══ Extracted entries

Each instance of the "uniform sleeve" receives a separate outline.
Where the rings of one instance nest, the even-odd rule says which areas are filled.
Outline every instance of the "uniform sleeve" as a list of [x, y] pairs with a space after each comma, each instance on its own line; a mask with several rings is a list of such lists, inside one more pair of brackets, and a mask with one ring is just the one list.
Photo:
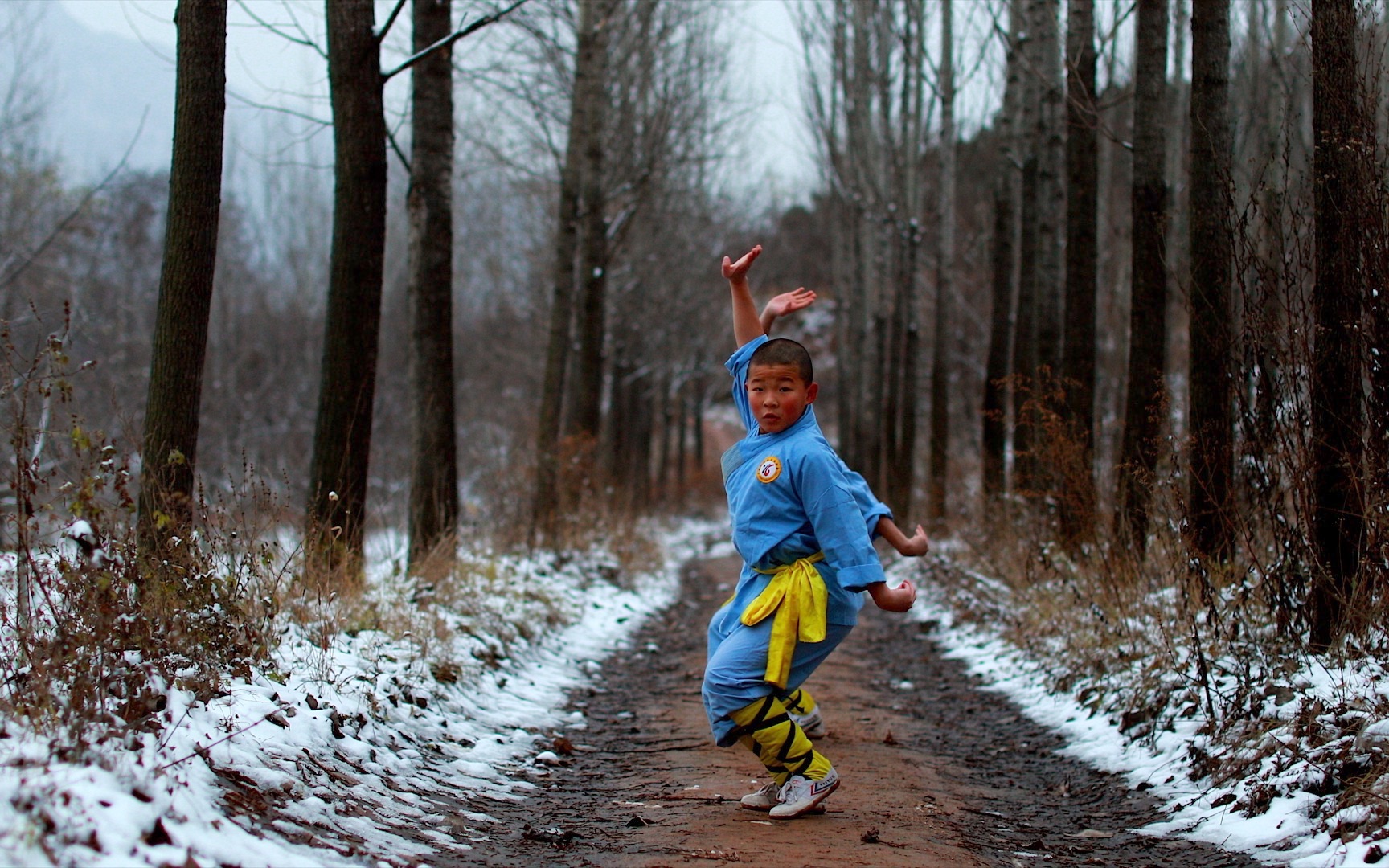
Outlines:
[[835, 571], [840, 587], [860, 592], [886, 576], [840, 465], [833, 453], [808, 454], [800, 462], [796, 481], [825, 564]]
[[[839, 458], [839, 456], [835, 457]], [[843, 458], [839, 458], [839, 471], [845, 475], [845, 482], [849, 483], [849, 490], [854, 494], [854, 503], [864, 517], [864, 525], [868, 528], [868, 539], [878, 539], [878, 519], [893, 518], [892, 510], [874, 496], [872, 489], [868, 487], [868, 481], [857, 471], [850, 469]]]
[[[724, 367], [733, 375], [733, 406], [738, 407], [738, 418], [743, 419], [747, 433], [757, 432], [757, 419], [753, 418], [753, 407], [747, 403], [747, 362], [757, 347], [767, 343], [767, 335], [758, 335], [743, 346], [738, 347]], [[876, 521], [876, 519], [874, 519]]]

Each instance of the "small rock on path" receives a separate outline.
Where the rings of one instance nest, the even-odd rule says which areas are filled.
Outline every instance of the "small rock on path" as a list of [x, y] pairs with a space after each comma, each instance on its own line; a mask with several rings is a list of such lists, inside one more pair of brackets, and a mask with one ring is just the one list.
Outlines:
[[732, 558], [689, 564], [679, 601], [604, 664], [594, 689], [571, 697], [588, 729], [563, 733], [569, 743], [554, 744], [557, 764], [532, 796], [489, 806], [497, 824], [468, 822], [471, 850], [447, 847], [429, 862], [1257, 864], [1129, 832], [1158, 819], [1151, 799], [1057, 756], [1058, 736], [979, 690], [963, 664], [921, 640], [921, 625], [871, 604], [807, 683], [829, 726], [820, 747], [845, 779], [829, 810], [774, 822], [739, 808], [764, 778], [746, 750], [714, 747], [700, 703], [706, 625], [736, 574]]

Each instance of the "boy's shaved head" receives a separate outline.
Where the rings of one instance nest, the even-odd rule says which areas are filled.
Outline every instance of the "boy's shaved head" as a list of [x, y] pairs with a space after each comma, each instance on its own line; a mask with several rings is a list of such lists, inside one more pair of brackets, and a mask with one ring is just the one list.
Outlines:
[[806, 351], [806, 347], [788, 337], [772, 337], [753, 350], [753, 357], [747, 360], [747, 367], [756, 368], [758, 365], [790, 365], [796, 368], [800, 379], [807, 386], [815, 382], [815, 368], [810, 364], [810, 353]]

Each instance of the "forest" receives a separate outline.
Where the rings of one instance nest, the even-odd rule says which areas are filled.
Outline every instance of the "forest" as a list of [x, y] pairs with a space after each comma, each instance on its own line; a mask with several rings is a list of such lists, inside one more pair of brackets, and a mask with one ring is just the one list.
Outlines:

════

Given task: Write out all of the items above again, word for word. Leave the pictures out.

Full output:
Each instance of the "uniform sleeve" receives a separate outline.
Where the rings of one instance nest, the even-odd rule says which areas are filled.
Outline every instance of the "uniform sleeve" as a list of [x, y] pairs with a space after each comma, each instance on its own line; a mask with several rings is a list of such lists, inside one more pair of brackets, and a mask with one ring is just the one list.
Photo:
Outlines:
[[835, 571], [840, 587], [860, 592], [886, 576], [840, 465], [833, 453], [808, 454], [800, 462], [796, 481], [825, 564]]
[[[839, 458], [839, 456], [835, 457]], [[843, 458], [839, 458], [839, 471], [845, 475], [845, 482], [849, 483], [849, 490], [854, 494], [854, 503], [864, 517], [864, 525], [868, 528], [868, 539], [878, 539], [878, 519], [893, 518], [892, 510], [874, 496], [872, 489], [868, 487], [868, 481], [857, 471], [850, 469]]]
[[[724, 367], [733, 375], [733, 406], [738, 407], [738, 418], [743, 419], [747, 433], [757, 432], [757, 419], [753, 418], [753, 407], [747, 403], [747, 362], [757, 347], [767, 343], [767, 335], [758, 335], [743, 346], [738, 347]], [[876, 521], [876, 519], [874, 519]]]

Each instance of the "small rock on path" receives a separate outline.
Where the rings of one instance nest, the even-odd rule says which areas are filled.
Outline every instance of the "small rock on path" as a list of [x, y] pairs with a space after each comma, each instance on its own line; a mask with several rings is a list of such lists, inside one more pair of brackets, and a mask with one ring is just the one list.
Outlines:
[[732, 558], [689, 564], [679, 601], [604, 664], [594, 689], [571, 697], [588, 729], [563, 733], [569, 743], [554, 744], [557, 764], [532, 796], [489, 806], [497, 824], [468, 822], [471, 850], [447, 847], [429, 862], [1257, 864], [1129, 832], [1158, 819], [1151, 799], [1057, 756], [1058, 736], [979, 690], [963, 664], [921, 640], [921, 625], [871, 604], [807, 683], [829, 726], [820, 747], [845, 779], [829, 810], [774, 822], [739, 808], [764, 778], [746, 750], [714, 747], [700, 703], [706, 625], [736, 574]]

Each instance of the "boy's shaved head" receives a separate outline.
Where the rings of one instance nest, the even-odd rule says which areas are filled.
Outline every instance of the "boy's shaved head" as a list of [x, y] pairs with a space after each comma, each instance on its own line; a mask with several rings is a list of such lists, inside one more pair of brackets, and a mask with one ring is just the one list.
Outlines:
[[806, 351], [806, 347], [788, 337], [772, 337], [753, 350], [753, 357], [747, 360], [747, 367], [756, 368], [758, 365], [790, 365], [796, 368], [800, 379], [807, 386], [815, 382], [815, 368], [810, 364], [810, 353]]

Each instance of the "forest" receives a separate outline.
Where the rings of one instance nest, the even-odd rule says which areas are filled.
Outline every instance of the "forest" as a list of [x, y] pairs with a space after each comma, each instance on its own line; a mask with several rings is a list of such lists, inside one more pair of brackets, and a mask with one ring is just the one list.
Outlines:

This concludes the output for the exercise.